--- Dataset Enclosed Below ---

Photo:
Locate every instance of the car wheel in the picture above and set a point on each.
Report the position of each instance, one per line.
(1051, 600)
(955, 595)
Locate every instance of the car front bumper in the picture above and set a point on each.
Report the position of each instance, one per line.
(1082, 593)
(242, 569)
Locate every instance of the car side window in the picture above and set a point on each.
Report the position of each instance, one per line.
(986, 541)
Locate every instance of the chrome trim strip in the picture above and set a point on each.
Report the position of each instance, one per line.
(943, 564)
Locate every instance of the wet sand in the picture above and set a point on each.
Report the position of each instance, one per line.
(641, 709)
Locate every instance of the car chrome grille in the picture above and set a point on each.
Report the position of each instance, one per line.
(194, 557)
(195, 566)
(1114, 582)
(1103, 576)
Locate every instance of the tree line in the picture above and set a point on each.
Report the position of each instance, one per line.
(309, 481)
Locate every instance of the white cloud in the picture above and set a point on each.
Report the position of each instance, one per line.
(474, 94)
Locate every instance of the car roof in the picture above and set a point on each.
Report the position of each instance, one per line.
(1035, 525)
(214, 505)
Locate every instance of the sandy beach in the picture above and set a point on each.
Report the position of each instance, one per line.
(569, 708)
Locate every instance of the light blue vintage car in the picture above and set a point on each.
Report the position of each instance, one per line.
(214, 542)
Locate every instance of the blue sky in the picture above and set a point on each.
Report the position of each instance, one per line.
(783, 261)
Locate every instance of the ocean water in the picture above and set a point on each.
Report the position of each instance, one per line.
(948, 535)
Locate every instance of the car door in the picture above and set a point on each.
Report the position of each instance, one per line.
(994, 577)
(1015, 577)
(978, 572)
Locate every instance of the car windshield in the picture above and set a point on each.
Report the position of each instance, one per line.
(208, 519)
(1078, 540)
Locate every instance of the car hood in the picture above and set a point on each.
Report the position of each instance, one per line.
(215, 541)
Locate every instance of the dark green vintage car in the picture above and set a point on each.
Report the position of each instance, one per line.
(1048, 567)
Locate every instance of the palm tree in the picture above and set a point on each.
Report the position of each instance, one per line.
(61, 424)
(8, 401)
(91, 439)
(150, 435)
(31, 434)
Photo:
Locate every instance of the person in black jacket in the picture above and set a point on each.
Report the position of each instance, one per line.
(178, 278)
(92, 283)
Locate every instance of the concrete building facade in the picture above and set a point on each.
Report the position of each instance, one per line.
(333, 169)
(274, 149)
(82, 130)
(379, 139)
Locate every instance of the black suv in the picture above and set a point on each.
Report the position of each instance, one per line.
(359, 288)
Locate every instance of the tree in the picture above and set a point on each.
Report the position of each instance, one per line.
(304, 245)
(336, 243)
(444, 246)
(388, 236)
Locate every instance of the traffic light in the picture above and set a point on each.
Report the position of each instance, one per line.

--- End of Enclosed Dataset ---

Give back the complete material verbatim.

→ **Final answer**
Photo:
Locate every instance of the car wheel in the picture above and set a point on each.
Report the position of each instance, one per line.
(1051, 600)
(955, 595)
Locate every instance of the car front bumper in the picture above and set a point on each.
Report the position of each instance, one per line.
(1082, 593)
(242, 569)
Locate every instance of the car side window in the picture above and set a point on each.
Report the position of each instance, one per line.
(986, 541)
Locate every instance of the chrome trim strip in the picture above and set a point on each.
Report the position of each instance, one per line.
(943, 564)
Locate every instance of the wet sand in the picture above and set a point on each.
Report the position of each instance, one per line.
(641, 709)
Locate every instance of the car chrome grille in the picture above and set a point on each.
Report the position of each instance, one per line.
(194, 557)
(195, 566)
(1114, 582)
(1103, 576)
Locate every instance of the tree line in the picture above and set a point on each.
Report the position of each instance, one per line.
(309, 481)
Locate every instance of the white cloud in the picture above and set a point on each.
Report the position of each instance, one per line.
(474, 94)
Locate every instance of the car roof in the picture above and set a point on each.
Report the position of each instance, one per line.
(1035, 525)
(214, 505)
Locate every instance of the sandy beach in the picture above and set a point on each.
Report the position of each instance, one per line.
(569, 708)
Locate every instance of the light blue vintage car in the picture above and set a point on each.
Report the position of each instance, one per line.
(214, 542)
Locate every instance of the blue sky in the picture above and set a point on each.
Report the position of each instance, one per line.
(783, 261)
Locate every instance of the ocean water in the picture above and set a point on each.
Report the position of each instance, one per line.
(948, 535)
Locate every instance of the car door in the picture above and set a point on each.
Report the position of each instance, one per line.
(994, 577)
(1015, 577)
(978, 572)
Locate every instance of the car windshield in the picture above and set a point on each.
Report the position of each instance, one per line.
(208, 519)
(1078, 540)
Locate every instance of the car hood in the picture above and set a point on each.
Report the position of each instance, one per line.
(215, 541)
Locate every instance of the dark green vintage car in the picture above and set a point on each.
Report the position of each instance, one per line.
(1048, 567)
Locate every instance of the palm tree in the picture above and set a point on each.
Report the position of each instance, one per line.
(61, 424)
(8, 401)
(91, 439)
(150, 435)
(31, 434)
Photo:
Locate every instance of the person in black jacket in the picture above and set a point on each.
Report the position of each instance, one per line.
(178, 278)
(92, 283)
Locate every instance of the concrete building facade in the picture above and set a point on each.
Report the position of each instance, one per line.
(333, 169)
(274, 149)
(82, 130)
(379, 139)
Locate every instance of the black suv in the picture above and set a point on each.
Report the position of each instance, one per line.
(359, 288)
Locate every instance of the tree in the picture above and set a point on each.
Report the position of each instance, one per line.
(304, 245)
(336, 243)
(444, 246)
(388, 236)
Locate every instance of the traffic light in the picture above and set a point on each.
Report the position of each instance, one per line.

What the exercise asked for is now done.